Repeat, without any change, the entries presented below.

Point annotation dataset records
::::::::

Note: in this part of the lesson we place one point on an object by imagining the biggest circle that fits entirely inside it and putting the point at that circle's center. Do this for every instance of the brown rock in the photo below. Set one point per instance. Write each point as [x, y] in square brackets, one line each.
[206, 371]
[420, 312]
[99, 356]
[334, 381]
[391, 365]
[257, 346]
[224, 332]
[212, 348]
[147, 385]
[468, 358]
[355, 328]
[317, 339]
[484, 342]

::::::::

§ Task output
Note: in this part of the lesson we place one point on an object by imagining the biggest circle that fits entirely inside it and putting the point at that circle's center. Do this for every instance of the brown rock in the photo below. Set one point per instance. Write each point as [x, y] in square brackets, one line each.
[206, 371]
[420, 312]
[99, 356]
[334, 381]
[391, 365]
[257, 346]
[224, 332]
[212, 348]
[147, 385]
[468, 358]
[355, 328]
[317, 339]
[484, 342]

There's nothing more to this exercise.